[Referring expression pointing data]
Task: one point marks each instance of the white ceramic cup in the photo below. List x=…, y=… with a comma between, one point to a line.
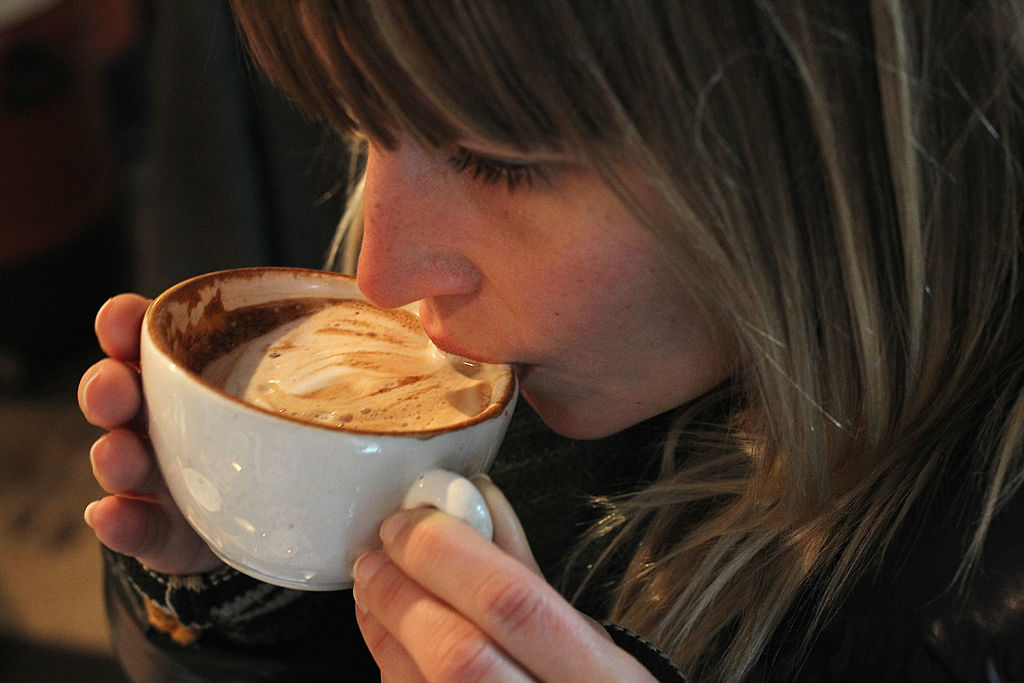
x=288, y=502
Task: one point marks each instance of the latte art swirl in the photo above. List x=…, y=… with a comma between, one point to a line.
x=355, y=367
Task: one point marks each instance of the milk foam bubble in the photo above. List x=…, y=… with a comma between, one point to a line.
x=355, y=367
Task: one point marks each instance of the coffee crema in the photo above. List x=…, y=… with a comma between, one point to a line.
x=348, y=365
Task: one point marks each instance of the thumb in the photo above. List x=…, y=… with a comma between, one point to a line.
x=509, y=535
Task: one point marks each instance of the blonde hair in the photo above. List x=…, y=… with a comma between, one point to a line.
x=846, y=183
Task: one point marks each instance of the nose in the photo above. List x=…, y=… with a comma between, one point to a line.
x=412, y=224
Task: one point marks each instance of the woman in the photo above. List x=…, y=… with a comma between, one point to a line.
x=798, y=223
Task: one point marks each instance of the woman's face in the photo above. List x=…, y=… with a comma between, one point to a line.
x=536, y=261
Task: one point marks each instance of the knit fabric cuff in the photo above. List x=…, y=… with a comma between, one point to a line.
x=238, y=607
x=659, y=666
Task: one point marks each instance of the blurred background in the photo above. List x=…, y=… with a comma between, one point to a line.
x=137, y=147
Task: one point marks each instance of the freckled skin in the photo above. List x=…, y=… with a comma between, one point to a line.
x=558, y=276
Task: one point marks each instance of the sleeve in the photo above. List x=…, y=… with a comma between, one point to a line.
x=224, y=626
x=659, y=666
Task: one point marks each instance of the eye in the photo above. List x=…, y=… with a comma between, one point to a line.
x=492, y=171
...
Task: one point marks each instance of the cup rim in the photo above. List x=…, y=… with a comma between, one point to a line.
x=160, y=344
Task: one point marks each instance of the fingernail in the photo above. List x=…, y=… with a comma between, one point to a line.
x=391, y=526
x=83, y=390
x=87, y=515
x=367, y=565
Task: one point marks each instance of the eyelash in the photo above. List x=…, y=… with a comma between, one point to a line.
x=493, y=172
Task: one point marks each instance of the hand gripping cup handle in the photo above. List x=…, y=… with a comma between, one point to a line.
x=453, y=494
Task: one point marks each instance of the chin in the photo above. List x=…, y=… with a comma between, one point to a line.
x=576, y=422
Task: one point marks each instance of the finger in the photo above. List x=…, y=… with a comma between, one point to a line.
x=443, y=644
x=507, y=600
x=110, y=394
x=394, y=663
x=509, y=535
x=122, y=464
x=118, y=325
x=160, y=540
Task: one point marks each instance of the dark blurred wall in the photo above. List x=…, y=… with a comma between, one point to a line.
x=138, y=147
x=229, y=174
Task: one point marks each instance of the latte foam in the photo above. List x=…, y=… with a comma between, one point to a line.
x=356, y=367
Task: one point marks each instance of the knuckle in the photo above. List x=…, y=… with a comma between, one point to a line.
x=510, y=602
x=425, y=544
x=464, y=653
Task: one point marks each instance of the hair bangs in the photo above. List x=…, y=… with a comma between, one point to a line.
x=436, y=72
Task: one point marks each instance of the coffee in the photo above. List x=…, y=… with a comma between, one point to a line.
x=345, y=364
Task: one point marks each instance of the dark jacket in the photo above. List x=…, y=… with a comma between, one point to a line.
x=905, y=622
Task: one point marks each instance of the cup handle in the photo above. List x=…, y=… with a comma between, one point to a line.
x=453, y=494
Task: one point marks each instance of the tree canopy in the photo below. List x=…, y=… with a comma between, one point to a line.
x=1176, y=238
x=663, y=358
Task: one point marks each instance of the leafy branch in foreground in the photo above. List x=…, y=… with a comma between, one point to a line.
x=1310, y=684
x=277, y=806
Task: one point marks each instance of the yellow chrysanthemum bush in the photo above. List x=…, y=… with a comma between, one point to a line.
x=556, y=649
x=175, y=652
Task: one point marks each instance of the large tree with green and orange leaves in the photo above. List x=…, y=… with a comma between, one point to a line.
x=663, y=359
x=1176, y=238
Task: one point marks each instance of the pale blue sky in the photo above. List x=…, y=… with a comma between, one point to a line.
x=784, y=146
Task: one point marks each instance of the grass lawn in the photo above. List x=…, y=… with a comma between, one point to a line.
* * *
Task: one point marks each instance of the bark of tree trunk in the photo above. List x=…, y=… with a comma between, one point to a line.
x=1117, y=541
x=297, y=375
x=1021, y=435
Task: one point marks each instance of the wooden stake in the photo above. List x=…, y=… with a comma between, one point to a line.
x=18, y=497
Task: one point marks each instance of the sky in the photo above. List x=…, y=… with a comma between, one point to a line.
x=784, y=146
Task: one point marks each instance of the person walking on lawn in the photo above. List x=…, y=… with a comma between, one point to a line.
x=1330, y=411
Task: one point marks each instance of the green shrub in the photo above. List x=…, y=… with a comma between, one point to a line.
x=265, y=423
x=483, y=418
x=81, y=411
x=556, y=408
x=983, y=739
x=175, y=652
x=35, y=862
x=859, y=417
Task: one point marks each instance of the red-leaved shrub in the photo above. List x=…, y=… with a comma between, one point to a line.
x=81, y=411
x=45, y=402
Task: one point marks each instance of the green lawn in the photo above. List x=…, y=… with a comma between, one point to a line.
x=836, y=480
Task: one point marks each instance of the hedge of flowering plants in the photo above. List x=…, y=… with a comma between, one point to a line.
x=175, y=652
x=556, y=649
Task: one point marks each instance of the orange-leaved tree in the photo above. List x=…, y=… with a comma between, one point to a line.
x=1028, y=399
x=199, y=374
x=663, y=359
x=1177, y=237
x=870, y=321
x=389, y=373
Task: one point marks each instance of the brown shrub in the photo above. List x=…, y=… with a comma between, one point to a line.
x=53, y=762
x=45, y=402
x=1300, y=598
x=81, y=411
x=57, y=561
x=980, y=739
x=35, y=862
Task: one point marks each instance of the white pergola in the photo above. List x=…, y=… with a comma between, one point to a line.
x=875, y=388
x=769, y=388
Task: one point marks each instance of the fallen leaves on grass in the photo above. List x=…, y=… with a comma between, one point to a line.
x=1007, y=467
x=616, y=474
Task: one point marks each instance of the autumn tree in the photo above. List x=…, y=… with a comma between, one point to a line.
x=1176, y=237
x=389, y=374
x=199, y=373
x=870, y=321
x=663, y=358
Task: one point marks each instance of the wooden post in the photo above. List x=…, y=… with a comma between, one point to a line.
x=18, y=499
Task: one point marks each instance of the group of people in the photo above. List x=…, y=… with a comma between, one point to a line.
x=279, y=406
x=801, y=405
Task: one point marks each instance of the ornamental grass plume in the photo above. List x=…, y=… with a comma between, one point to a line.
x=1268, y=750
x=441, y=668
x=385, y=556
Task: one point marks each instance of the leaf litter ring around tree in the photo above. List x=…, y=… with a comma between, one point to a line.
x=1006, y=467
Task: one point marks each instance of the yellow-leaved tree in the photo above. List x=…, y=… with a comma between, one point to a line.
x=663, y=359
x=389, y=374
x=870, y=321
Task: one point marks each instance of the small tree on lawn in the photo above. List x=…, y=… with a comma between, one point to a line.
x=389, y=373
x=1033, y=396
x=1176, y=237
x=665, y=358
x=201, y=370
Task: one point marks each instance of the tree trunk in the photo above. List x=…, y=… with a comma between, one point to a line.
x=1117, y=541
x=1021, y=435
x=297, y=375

(EXERCISE DETAILS): Set down only the lines above that fall between the line holding "Task: one point marks each instance of the pale" and the line holding "Task: one point marks each instance of the grass", inclusive, keeping each exact.

(WRITTEN RESPONSE):
Task: one point marks each instance of the pale blue sky in the photo above. List x=…, y=… with a comma between, one point to a line.
x=784, y=146
Task: one point marks each instance of the grass lawn in the photo above. List x=…, y=… with a comma between, one point to a line.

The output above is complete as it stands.